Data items
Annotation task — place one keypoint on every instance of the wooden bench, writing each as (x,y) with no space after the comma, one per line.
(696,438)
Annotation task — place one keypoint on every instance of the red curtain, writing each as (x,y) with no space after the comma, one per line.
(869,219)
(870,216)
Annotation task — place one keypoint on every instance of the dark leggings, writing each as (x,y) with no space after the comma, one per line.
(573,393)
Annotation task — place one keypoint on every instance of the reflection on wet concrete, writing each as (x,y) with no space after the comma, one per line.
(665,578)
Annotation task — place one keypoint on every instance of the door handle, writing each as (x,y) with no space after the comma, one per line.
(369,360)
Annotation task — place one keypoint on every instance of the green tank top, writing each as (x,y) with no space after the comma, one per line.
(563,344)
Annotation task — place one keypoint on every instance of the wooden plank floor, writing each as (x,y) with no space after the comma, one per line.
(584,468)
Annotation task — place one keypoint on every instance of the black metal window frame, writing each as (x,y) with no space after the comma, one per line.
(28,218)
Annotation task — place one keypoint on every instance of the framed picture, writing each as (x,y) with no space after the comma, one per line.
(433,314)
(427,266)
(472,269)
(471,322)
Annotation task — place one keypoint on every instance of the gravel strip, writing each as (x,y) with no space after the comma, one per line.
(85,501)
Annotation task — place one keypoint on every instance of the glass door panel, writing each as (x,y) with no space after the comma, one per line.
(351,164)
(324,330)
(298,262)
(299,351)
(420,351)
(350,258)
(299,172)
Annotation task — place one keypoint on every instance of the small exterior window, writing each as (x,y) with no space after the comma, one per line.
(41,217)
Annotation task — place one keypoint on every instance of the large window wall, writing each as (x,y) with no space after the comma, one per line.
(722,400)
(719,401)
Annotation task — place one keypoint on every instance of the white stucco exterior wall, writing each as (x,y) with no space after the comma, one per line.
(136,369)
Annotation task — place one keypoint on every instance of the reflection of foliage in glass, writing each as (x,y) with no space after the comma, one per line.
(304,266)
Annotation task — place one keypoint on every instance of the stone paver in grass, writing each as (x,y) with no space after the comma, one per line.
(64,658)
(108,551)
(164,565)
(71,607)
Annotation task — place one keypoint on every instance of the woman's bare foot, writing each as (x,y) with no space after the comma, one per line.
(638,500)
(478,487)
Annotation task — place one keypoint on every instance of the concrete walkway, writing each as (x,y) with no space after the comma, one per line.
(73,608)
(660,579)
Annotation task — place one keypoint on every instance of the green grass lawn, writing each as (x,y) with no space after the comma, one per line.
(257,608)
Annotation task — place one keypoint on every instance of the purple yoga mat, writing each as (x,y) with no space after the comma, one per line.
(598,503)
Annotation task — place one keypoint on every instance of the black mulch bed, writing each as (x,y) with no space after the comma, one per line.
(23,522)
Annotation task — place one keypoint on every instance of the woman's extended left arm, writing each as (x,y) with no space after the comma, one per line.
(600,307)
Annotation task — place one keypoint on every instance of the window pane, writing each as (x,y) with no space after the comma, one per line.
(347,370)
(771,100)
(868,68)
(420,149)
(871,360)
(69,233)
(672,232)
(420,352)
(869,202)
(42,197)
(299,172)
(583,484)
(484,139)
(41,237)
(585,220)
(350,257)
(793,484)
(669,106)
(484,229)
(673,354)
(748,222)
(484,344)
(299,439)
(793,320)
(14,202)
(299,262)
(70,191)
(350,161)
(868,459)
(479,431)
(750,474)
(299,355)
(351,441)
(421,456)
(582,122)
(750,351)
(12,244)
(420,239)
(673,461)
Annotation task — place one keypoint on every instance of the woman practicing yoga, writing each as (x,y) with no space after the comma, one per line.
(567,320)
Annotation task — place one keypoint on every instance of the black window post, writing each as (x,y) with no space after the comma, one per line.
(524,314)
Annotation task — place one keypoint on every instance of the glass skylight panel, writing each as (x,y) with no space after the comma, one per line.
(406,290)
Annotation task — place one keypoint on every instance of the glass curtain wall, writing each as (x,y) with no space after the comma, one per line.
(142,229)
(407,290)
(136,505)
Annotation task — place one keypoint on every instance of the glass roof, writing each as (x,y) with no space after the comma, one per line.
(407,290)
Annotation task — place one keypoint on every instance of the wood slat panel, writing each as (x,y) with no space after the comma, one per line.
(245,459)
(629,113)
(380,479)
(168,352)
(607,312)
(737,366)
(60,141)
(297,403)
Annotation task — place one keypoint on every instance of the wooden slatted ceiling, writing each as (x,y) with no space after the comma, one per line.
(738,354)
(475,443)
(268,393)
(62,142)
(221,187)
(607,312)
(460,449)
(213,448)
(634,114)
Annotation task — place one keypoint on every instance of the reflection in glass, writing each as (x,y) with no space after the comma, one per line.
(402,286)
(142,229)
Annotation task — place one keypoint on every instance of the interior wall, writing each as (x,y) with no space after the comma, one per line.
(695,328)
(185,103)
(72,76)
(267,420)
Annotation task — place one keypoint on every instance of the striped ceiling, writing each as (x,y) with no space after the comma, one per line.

## PROBLEM DESCRIPTION
The entries above must be returned in full, exactly as shown.

## OUTPUT
Annotation task — place one keypoint on every instance of the wooden bench, writing each as (x,y) with no space after the comma, one per line.
(696,438)
Annotation task — place one keypoint on every instance of the red curtain, writing each as (x,y) with no space after the comma, one per line.
(869,219)
(870,216)
Annotation task — place one keypoint on every instance of the dark leggings, writing each as (x,y) with no space after the comma, one per line.
(573,393)
Annotation task — place one keypoint on every instance of the reflection on wet concrete, writing each as (x,y) with no space after the comma, one per line.
(665,578)
Annotation task — place one keypoint on every instance of the door handle, writing each as (x,y) with no space after the comma, one per line.
(369,360)
Annotation task — place one keypoint on every instance of the green tank top, writing each as (x,y) with no space after the comma, one per line.
(563,344)
Annotation task — place one keypoint on every instance of the wooden plank floor, writing each as (x,y) with no space after the comma, one per line.
(584,468)
Annotation task — place one keypoint on every instance of the black metal window frame, writing each as (x,y) with no space after the comma, one per line.
(28,218)
Annotation task — place one keypoint on every instance of the framed picture, writing each as (x,y) with no space after the comma, one per line.
(433,314)
(427,266)
(472,269)
(471,322)
Annotation task — place one keypoint on every instance of the gravel strip, writing each as (x,y) with no space after the comma, one per line.
(85,501)
Annotation task — place one keypoint on every instance of the glass door panel, writing each as (x,y) with no space after the comma, one per line.
(351,164)
(324,330)
(298,262)
(299,351)
(420,351)
(350,258)
(299,172)
Annotation task — place one keypoint on every instance of the small exterior window, writing each as (x,y) with no space after the comma, one per line.
(41,217)
Annotation task — place one keypoint on every instance of the large window wall, writing each as (x,y) with no space after the comma, one per line.
(722,400)
(719,401)
Annotation task — place one keypoint on every instance of the white stucco exterior wall, writing each as (x,y) with no space after the comma, one per line.
(136,369)
Annotation task — place one keypoint on every instance of the reflection of foliage in glass, writing each as (x,y) with no space after the comma, one per line.
(304,266)
Annotation task — place one keypoint on every instance of the stone paver in grass, writing each as (x,y) with no space after the comma, one per line.
(64,658)
(108,551)
(164,565)
(71,607)
Annotation task — place one keypoint on every instance of the woman's bare foot, writing each as (x,y) with no space after the comma, one per line.
(638,500)
(478,487)
Annotation task — place one keypoint on every instance of the concrete walkway, writing each as (x,y) with no space after the comma, one per line.
(73,608)
(660,579)
Annotation task — place one keypoint on every instance of the green grass lawn, writing each as (x,y) with no space after the comma, one per line.
(257,608)
Annotation task — place one keypoint on every instance of the purple yoga mat, writing each as (x,y) with no space after the comma, one per line.
(598,503)
Annotation task — place one keypoint on every instance of the black mulch bed, writing each as (x,y) with no space after the comma, one per line.
(23,522)
Annotation task — place one keypoint on every instance of the woman's extended left arm, writing each as (x,y) with no space after the comma, one per line.
(600,307)
Annotation task — place one keypoint on every instance of the window pane, writing each as (x,y) with no space after the comma, one per line.
(347,370)
(771,100)
(868,68)
(420,149)
(871,360)
(69,233)
(672,232)
(420,352)
(869,202)
(42,197)
(299,172)
(583,484)
(484,139)
(41,237)
(585,220)
(350,257)
(793,484)
(669,106)
(484,229)
(673,354)
(748,222)
(484,344)
(299,439)
(793,320)
(14,202)
(299,262)
(70,191)
(350,161)
(868,459)
(479,431)
(750,474)
(299,355)
(351,441)
(421,456)
(582,122)
(750,351)
(12,244)
(420,239)
(673,461)
Annotation task — place one keypoint on every instance of the woman practicing yoga, writing each as (x,y) with no space after the comma, one per line.
(567,320)
Annotation task — place one keypoint on every instance of the black window post, writing each as (x,y) with no space after the comma, one per line.
(524,314)
Annotation task — place one keypoint on every instance of the glass skylight panel, writing each as (x,y) with no space after the comma, one per line.
(406,290)
Annotation task — place one keypoint on every instance of the glass curtain wall, writing each as (x,y) with no space after the comma, one per line.
(142,229)
(407,290)
(136,505)
Annotation task — place one keypoint on every instance of the glass roof, writing each as (x,y) with no space after the comma, one per line.
(407,290)
Annotation task — place one keypoint on every instance of the wood slat panel, writing each as (x,y) with no space after the comma, one per line.
(245,459)
(629,113)
(380,479)
(168,352)
(607,312)
(737,366)
(60,141)
(297,403)
Annotation task — place one keypoint on every instance of the wooden slatted ceiling, writing each as (x,y) with no space after the comma, one per line.
(738,354)
(475,443)
(268,393)
(62,142)
(221,187)
(607,312)
(460,449)
(213,448)
(634,114)
Annotation task — place one keypoint on every instance of the reflection in glass, writing each as (x,y) with no space after the comma, one per line.
(402,286)
(142,229)
Annotation task — place one keypoint on every instance of the interior wall, writing each as (x,y) with no space after the comma, one per line.
(695,328)
(185,103)
(72,76)
(267,420)
Annotation task — place one keypoint on every instance of the striped ceiling, writing each as (x,y) with no space after the comma, one per line.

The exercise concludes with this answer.